The records below are to be duplicated exactly as they appear.

- _Information shown_
>>>

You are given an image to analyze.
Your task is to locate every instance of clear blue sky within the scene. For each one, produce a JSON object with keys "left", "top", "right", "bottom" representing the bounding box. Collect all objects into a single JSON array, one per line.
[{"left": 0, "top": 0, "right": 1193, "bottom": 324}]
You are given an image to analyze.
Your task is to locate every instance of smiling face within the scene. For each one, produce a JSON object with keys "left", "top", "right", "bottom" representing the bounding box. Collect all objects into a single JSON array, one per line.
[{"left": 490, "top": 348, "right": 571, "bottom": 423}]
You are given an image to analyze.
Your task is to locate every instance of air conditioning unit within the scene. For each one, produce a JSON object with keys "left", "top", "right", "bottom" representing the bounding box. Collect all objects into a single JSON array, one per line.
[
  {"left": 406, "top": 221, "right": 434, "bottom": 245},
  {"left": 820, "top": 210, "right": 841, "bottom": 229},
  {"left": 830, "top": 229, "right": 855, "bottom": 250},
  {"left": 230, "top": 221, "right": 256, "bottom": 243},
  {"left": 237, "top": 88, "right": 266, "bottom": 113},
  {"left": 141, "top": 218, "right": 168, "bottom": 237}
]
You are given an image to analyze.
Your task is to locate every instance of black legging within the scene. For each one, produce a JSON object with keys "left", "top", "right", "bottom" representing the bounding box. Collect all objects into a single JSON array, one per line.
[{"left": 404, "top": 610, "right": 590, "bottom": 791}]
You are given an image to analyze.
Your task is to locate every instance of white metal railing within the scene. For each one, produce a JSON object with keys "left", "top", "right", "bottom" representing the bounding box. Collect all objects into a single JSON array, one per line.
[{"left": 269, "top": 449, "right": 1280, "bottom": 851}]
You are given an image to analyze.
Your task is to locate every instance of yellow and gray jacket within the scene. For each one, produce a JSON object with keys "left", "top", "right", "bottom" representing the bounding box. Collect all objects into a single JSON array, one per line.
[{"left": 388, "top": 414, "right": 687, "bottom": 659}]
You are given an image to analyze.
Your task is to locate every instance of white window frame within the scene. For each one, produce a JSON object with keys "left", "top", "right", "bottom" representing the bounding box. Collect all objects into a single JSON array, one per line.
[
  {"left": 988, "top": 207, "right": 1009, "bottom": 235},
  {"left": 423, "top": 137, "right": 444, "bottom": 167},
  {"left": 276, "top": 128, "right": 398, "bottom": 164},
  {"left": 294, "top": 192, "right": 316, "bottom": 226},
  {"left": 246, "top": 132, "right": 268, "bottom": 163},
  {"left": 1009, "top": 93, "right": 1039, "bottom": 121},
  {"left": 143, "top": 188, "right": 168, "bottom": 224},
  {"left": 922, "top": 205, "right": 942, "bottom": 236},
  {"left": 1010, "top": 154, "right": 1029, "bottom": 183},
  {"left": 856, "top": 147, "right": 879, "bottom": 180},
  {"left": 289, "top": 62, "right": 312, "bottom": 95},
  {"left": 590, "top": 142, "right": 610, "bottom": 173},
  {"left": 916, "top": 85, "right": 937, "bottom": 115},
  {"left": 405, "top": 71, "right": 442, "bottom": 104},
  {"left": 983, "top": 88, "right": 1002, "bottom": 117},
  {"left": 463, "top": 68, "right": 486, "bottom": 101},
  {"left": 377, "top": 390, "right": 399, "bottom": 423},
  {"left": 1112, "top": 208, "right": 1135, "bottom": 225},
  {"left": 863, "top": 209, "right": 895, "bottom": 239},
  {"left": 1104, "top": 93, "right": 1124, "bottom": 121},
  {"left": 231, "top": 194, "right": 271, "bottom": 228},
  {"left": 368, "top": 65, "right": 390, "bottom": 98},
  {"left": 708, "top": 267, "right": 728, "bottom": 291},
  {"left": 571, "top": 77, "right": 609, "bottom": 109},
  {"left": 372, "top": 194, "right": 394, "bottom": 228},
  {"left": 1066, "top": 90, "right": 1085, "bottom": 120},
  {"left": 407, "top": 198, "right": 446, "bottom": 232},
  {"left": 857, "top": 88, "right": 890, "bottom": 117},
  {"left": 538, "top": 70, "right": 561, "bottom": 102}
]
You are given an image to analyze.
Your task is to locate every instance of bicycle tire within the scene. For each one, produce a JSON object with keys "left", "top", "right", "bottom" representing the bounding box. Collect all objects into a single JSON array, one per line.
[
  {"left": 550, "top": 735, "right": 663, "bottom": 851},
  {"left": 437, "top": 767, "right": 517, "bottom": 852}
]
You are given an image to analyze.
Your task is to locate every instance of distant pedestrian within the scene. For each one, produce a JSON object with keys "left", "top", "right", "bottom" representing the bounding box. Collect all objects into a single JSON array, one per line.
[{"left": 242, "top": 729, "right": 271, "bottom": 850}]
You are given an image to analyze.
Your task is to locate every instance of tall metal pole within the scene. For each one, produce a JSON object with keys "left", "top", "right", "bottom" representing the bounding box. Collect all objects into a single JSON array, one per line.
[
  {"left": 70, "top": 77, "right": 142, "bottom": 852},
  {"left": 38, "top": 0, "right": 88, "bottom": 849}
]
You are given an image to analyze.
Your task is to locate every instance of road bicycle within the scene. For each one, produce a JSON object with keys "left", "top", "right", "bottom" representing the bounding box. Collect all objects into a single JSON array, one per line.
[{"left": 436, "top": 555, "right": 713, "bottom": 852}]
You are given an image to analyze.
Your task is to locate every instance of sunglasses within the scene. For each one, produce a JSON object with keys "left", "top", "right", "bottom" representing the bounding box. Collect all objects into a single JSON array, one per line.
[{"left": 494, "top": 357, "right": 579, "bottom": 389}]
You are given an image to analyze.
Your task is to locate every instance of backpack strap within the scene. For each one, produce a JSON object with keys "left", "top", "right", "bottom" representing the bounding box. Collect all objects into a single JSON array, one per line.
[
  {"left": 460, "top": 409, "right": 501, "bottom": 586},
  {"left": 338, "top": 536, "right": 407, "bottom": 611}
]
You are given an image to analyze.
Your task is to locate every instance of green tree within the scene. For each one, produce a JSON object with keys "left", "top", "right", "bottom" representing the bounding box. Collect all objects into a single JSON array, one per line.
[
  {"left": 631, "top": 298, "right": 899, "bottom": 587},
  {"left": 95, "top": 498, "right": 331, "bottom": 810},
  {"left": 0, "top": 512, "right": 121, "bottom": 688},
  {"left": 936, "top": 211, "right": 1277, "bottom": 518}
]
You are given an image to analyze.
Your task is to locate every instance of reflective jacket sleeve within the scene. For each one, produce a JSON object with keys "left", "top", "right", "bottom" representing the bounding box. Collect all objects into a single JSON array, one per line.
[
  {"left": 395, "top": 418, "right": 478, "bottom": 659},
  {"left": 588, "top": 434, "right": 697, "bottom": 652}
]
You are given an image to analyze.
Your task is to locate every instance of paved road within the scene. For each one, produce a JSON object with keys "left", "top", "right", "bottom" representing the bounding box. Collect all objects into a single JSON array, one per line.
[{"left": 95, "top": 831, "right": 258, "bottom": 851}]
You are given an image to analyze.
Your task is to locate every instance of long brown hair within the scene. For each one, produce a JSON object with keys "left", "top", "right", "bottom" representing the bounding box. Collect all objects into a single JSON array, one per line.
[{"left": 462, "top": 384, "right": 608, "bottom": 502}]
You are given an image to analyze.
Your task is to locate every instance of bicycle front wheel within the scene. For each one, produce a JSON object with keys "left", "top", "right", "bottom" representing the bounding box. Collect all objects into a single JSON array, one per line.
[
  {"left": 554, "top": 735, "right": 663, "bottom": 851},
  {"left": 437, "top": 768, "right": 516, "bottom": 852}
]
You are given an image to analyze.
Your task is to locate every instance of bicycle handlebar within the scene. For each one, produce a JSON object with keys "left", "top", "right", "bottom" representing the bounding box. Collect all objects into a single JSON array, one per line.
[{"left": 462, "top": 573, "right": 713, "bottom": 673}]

<<<

- _Response to the exercise_
You are given an image to analyze.
Your task is to locate every instance of clear blue sky within the scene. For each one, produce a JSON object with keys "left", "top", "right", "bottom" representing the bounding box. Collect all objects into a single JSON array, one per line.
[{"left": 0, "top": 0, "right": 1193, "bottom": 324}]
You are given an image to analyze.
Your task is to locate every instance of smiling face within the scene. For each one, produce a JSON object with keys "left", "top", "right", "bottom" representing the bounding box. Collect all objects into a single JSON array, one per line.
[{"left": 490, "top": 348, "right": 571, "bottom": 423}]
You are given an image to analyze.
Your task is to locate every instance of air conditioning unit within the scene. For each one, produce a JSON object with keys "left", "top", "right", "bottom" representing the bounding box. Collect all objects into a single JSON array, one per line.
[
  {"left": 406, "top": 221, "right": 434, "bottom": 245},
  {"left": 820, "top": 210, "right": 841, "bottom": 229},
  {"left": 830, "top": 229, "right": 855, "bottom": 250},
  {"left": 230, "top": 221, "right": 256, "bottom": 243},
  {"left": 237, "top": 88, "right": 266, "bottom": 113},
  {"left": 141, "top": 218, "right": 168, "bottom": 237}
]
You are given an image to analyze.
Your task is to locate every instance of black legging within the scene. For each one, produce a JSON object with keys "left", "top", "right", "bottom" representing the bounding box. Collect all objects into a single JSON array, one per line.
[{"left": 404, "top": 610, "right": 590, "bottom": 791}]
You are given an image to analyze.
Your task is to locate every instance of white metal railing within the scene. For each one, produce a JSON object with keys "left", "top", "right", "bottom" representing the bounding box. Collect all objects into a single JSON array, one per line.
[{"left": 269, "top": 449, "right": 1280, "bottom": 851}]
You are given an image to analyze.
Your task is to locate every instance of yellow and gray jacket within the scene. For each one, produce a JSON object with keys "left", "top", "right", "bottom" representing the bounding box. Collect all objects into a single JSON array, one per line.
[{"left": 388, "top": 414, "right": 687, "bottom": 659}]
You are given an image to analyze.
Your task is to locate every instance of white window frame within the scene. For each one, produce a JSON object with keys "left", "top", "right", "bottom" representing the bounding box. Collect all objects into a single JSON array, one per line.
[
  {"left": 988, "top": 207, "right": 1009, "bottom": 235},
  {"left": 423, "top": 137, "right": 444, "bottom": 167},
  {"left": 276, "top": 128, "right": 398, "bottom": 164},
  {"left": 294, "top": 192, "right": 316, "bottom": 226},
  {"left": 246, "top": 132, "right": 268, "bottom": 163},
  {"left": 1009, "top": 93, "right": 1039, "bottom": 121},
  {"left": 143, "top": 188, "right": 168, "bottom": 224},
  {"left": 922, "top": 205, "right": 942, "bottom": 236},
  {"left": 1010, "top": 154, "right": 1029, "bottom": 183},
  {"left": 856, "top": 147, "right": 879, "bottom": 180},
  {"left": 289, "top": 62, "right": 312, "bottom": 95},
  {"left": 590, "top": 142, "right": 610, "bottom": 173},
  {"left": 916, "top": 85, "right": 937, "bottom": 115},
  {"left": 405, "top": 71, "right": 442, "bottom": 104},
  {"left": 983, "top": 88, "right": 1002, "bottom": 117},
  {"left": 463, "top": 68, "right": 486, "bottom": 101},
  {"left": 377, "top": 390, "right": 399, "bottom": 423},
  {"left": 1112, "top": 208, "right": 1135, "bottom": 225},
  {"left": 863, "top": 209, "right": 895, "bottom": 239},
  {"left": 1104, "top": 93, "right": 1124, "bottom": 121},
  {"left": 231, "top": 194, "right": 271, "bottom": 228},
  {"left": 368, "top": 65, "right": 390, "bottom": 98},
  {"left": 708, "top": 267, "right": 728, "bottom": 291},
  {"left": 571, "top": 77, "right": 609, "bottom": 109},
  {"left": 372, "top": 194, "right": 394, "bottom": 228},
  {"left": 1066, "top": 90, "right": 1085, "bottom": 120},
  {"left": 407, "top": 198, "right": 446, "bottom": 232},
  {"left": 857, "top": 88, "right": 890, "bottom": 117},
  {"left": 538, "top": 70, "right": 561, "bottom": 102}
]
You are given an image to analyze.
Your task is to locate every instance of bicycle tire within the scene. For each one, produce a JSON object with keys "left", "top", "right", "bottom" representing the bounding box. Collect all objects into a single JSON array, one per line.
[
  {"left": 550, "top": 735, "right": 663, "bottom": 851},
  {"left": 437, "top": 767, "right": 517, "bottom": 852}
]
You are given an image to analyze.
Your task is to locate every instance of distant pedestrian within the scene. For each one, produce a JSON object with keys "left", "top", "right", "bottom" representing the bounding box. Collect all objects into a single JSON array, one per line.
[{"left": 242, "top": 729, "right": 271, "bottom": 850}]
You are given an image to analyze.
Your task is to locate every instance of tall metal pole within the scene. For each one, produce a JSON object with keys "left", "top", "right", "bottom" representing the bounding box. Collect all objects into a single JSON array, one per line.
[
  {"left": 70, "top": 77, "right": 142, "bottom": 852},
  {"left": 38, "top": 0, "right": 88, "bottom": 849}
]
You are given an image to analyze.
Your task is to locate every instance of road bicycle within the scene. For each one, produce a JSON object with keys "left", "top", "right", "bottom" representing the bounding box. Collect all objects into a single JSON array, one per line.
[{"left": 436, "top": 555, "right": 713, "bottom": 852}]
You are given an image to analyze.
Your task is to locate every instance of sunglasses within the scene. For each one, produce a JSON object with keys "left", "top", "right", "bottom" representing the bounding box. Collect all objects into a single JSON array, one per line.
[{"left": 494, "top": 357, "right": 579, "bottom": 389}]
You are given an image to analyze.
Your task is to locate every instance of backpack strap within the scene. For each one, produce a JSON object with keys "left", "top", "right", "bottom" representing the bounding box. Collect all objects into a single JSON array, one per line.
[
  {"left": 460, "top": 409, "right": 501, "bottom": 586},
  {"left": 338, "top": 536, "right": 407, "bottom": 611}
]
You are given an image to analyze.
Your task is to locate every instance of green tree within the scene. For each one, produce a JSON object with keys "left", "top", "right", "bottom" representing the bounding box. Collect all objects into a single JSON array, one per line.
[
  {"left": 631, "top": 298, "right": 899, "bottom": 587},
  {"left": 95, "top": 498, "right": 331, "bottom": 810},
  {"left": 0, "top": 512, "right": 121, "bottom": 688},
  {"left": 936, "top": 211, "right": 1277, "bottom": 518}
]
You are given an image to analyze.
Your task is to locate every instance of reflective jacket sleeve within the scene. For each one, produce a JSON object with keys "left", "top", "right", "bottom" representing the bounding box. Collect all objects into a single JSON array, one per line.
[
  {"left": 395, "top": 418, "right": 478, "bottom": 659},
  {"left": 588, "top": 434, "right": 697, "bottom": 652}
]
You are given an image to analyze.
Your task is to locate every instance of paved road within the scene. For each one, produce a JSON object with keys "left", "top", "right", "bottom" representing the bounding box. Collect all objects into a single JSON array, one per line.
[{"left": 95, "top": 831, "right": 258, "bottom": 851}]
You are given an image to analyze.
Your task is to locate every instance of long brown hair within the scene. For each one, produce a JSON object with keys "left", "top", "right", "bottom" representing the bounding box. Collect all objects into a single JSON array, one per line.
[{"left": 462, "top": 384, "right": 608, "bottom": 502}]
You are given an image to analyze.
Your task is to locate every instance of bicycle front wheel within the scene. For each one, produce a JSON object with keys "left", "top", "right", "bottom" representing the bounding box. Collect all objects into a single JSON array, one per line.
[
  {"left": 554, "top": 735, "right": 663, "bottom": 851},
  {"left": 437, "top": 768, "right": 516, "bottom": 852}
]
You are given an image to analyze.
Your task is to locate every instance of bicycle handlebar within the scene. For each one, produce a JSON object with keys "left", "top", "right", "bottom" representing the bounding box. Collect all objects into a single JSON array, one per line.
[{"left": 462, "top": 573, "right": 713, "bottom": 673}]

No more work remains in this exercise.